**Passage given**
Those are my 3 faves, although on a song-by-song basis both Born in the USA and Tunnel of Love beat Darkness, which (as has been noted) has its dodgy moments. But the stuff that's good on Darkness is good in some really interesting ways. I think he came into his own there, figured out more what worked for him and what didn't. He kept the big anthems, but he also finally figured out the quiet end -- it's the first album that anticipates Nebraska, especially the title track. And even the anthems got more pointed and pared down. Like, "poor man wanna be rich/ rich man wanna be king/ and a king ain't satisfied until he rules everything/ I wanna go out tonight, I wanna find out what I got" -- I mean, that's a great fucking lyric, especially joined to the jumping-out-of-his-skin throb of the song. It combines dawning political consciousness with adolescent will to power, and suggests without even meaning to the roots of fascism. And it locates all that in small-town Midwestern we-gotta-get-out-of-this-place cockiness, just barely covering up for a growing certainty that he ain't going nowhwere. (Which is kind of the theme of the whole album, I think, even more than "Born to Run" -- on Born to Run there still seemed to be some kind of idea that all that mythic shit would add up to something, but "Darkness" kind of put an end to that.)

Also, for all its cheesiness, I love "Candy's Room" just for the pure horny build and release of it. ("Prove It All Night," on the other hand, never really gets going -- he makes it sound way too much like work.)

Then The River...the blue-collar record. It's all working men and docks and factories and families. They date, they fall in love, they get married. They have fun on a Friday night (I admit to being a sucker for "Out in the Street," which is like the best beer-commercial song ever). But things go wrong, times get hard (on account o' the economy), men wander go out for a ride and they never come back. And even if nothing really bad happens, there's always some dead kid on a dark road to remind you where it's all headed. Favorites: "Hungry Heart," of course, because the narrator from the beginning seems aware of the weakness of his excuse (hey babe, I got a hungry heart, what can I say?), but also because there's something not bullshit about "everybody got a hungry heart" and "ain't nobody like to be alone." "Cadillac Ranch," which is basically a rewrite of "Swing Low Sweet Chariot" with James Dean and Junior Johnson in supporting roles -- the most rollicking Grim Reaper song ever (long and dark, shiny and black, pulled up to the house today, and it took my little girl away).
The title track, which is metaphorically overladen but to me makes up for it with the last verse (I just act like I don't remember/ Mary acts like she don't care/ but I rememember us riding in my brother's car, etc.), which just fucking hearts it's so good. Also, the fact that the song's preceded by a brace of exactly the kind of cocky teenage come-ons that got Mary pregnant in the first place ("Crush on You", "You Can Look (but You Better Not Touch)", "I Wanna Marry You") is some kind of brilliant sequencing.

**Records provided**
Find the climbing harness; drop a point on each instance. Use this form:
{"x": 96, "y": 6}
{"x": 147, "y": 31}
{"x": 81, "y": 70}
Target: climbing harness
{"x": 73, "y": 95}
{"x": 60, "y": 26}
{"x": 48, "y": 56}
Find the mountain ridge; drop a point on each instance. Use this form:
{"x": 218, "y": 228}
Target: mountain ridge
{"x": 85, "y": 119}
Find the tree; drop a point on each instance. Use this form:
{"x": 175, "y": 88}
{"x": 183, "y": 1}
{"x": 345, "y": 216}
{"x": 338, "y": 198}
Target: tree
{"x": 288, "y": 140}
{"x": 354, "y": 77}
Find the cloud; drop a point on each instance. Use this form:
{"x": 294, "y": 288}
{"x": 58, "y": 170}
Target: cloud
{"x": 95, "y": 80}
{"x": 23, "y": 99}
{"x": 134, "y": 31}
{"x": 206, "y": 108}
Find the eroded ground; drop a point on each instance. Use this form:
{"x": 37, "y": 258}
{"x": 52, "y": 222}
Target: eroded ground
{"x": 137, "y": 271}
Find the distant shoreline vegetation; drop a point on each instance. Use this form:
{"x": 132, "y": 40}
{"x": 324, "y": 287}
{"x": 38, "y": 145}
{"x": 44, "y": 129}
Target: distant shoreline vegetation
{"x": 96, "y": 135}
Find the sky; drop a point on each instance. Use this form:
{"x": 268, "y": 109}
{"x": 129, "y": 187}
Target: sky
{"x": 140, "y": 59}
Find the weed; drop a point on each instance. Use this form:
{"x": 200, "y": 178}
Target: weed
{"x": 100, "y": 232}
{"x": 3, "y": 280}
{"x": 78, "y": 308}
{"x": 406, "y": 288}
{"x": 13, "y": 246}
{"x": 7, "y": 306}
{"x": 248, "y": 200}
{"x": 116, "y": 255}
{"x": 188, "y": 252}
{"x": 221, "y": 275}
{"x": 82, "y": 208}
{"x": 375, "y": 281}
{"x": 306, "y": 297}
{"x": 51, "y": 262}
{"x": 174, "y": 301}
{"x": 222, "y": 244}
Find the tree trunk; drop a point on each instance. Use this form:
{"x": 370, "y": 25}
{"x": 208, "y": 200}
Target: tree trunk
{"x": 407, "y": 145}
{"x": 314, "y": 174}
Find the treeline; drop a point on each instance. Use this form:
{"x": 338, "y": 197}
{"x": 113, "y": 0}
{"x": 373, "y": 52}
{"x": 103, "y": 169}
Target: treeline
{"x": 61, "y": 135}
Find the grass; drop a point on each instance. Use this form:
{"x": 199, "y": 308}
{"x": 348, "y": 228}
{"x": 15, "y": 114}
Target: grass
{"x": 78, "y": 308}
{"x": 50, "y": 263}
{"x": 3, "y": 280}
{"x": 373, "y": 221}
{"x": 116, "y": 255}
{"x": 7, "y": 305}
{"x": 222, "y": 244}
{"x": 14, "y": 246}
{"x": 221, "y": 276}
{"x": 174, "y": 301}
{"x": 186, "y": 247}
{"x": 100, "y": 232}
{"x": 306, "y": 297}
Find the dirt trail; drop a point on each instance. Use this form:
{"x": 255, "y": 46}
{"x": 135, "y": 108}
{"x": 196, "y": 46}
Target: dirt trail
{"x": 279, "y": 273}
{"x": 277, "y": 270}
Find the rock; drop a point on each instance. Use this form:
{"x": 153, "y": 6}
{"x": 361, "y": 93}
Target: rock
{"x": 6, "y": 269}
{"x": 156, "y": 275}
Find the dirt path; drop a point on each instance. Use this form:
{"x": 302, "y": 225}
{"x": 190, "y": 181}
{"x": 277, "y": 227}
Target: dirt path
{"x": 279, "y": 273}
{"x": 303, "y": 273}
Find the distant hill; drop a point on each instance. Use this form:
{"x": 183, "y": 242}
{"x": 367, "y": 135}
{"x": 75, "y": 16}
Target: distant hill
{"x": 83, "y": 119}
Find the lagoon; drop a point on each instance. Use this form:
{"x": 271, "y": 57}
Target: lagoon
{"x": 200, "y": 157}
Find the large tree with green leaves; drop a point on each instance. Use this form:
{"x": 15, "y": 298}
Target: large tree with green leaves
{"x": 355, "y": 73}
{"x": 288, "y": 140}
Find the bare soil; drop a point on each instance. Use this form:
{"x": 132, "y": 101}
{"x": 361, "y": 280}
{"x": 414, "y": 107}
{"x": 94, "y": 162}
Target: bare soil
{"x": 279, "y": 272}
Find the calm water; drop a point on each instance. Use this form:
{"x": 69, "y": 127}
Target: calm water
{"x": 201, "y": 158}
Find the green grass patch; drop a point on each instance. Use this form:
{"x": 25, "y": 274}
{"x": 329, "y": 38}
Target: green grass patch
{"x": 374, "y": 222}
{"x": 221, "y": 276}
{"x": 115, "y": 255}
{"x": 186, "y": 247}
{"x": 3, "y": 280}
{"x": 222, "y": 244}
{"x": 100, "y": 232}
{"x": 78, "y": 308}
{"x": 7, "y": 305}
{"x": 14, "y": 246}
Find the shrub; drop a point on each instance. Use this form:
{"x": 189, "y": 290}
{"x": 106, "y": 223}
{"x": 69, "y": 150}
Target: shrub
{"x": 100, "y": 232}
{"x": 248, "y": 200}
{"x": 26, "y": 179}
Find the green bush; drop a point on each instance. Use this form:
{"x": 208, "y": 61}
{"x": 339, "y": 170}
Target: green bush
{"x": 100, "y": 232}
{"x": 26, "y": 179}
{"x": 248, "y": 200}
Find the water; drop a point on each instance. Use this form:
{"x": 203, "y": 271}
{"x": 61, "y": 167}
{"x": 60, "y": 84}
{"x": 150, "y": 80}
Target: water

**Task requirements**
• 1. Answer each of the following from the passage, one line per answer, marked (a) to (c) to match.
(a) Which album does the writer say Darkness is the first to anticipate?
(b) Which song does the writer call the best beer-commercial song ever?
(c) Of which song is "Cadillac Ranch" said to be basically a rewrite?
• 2. Summarize the passage in two sentences.

**Outputs in order**
• 1.
(a) Nebraska
(b) "Out in the Street"
(c) "Swing Low Sweet Chariot"

• 2. The writer counts Darkness among three favorite albums despite its dodgy moments, arguing that on it the artist figured out the quiet end and made the anthems more pointed and pared down, ending the idea from Born to Run that the mythic material would add up to something. The River is described as the blue-collar record about working men and families whose lives go wrong, and the writer singles out "Hungry Heart," "Cadillac Ranch," and the title track, also praising the sequencing of the songs that precede the title track.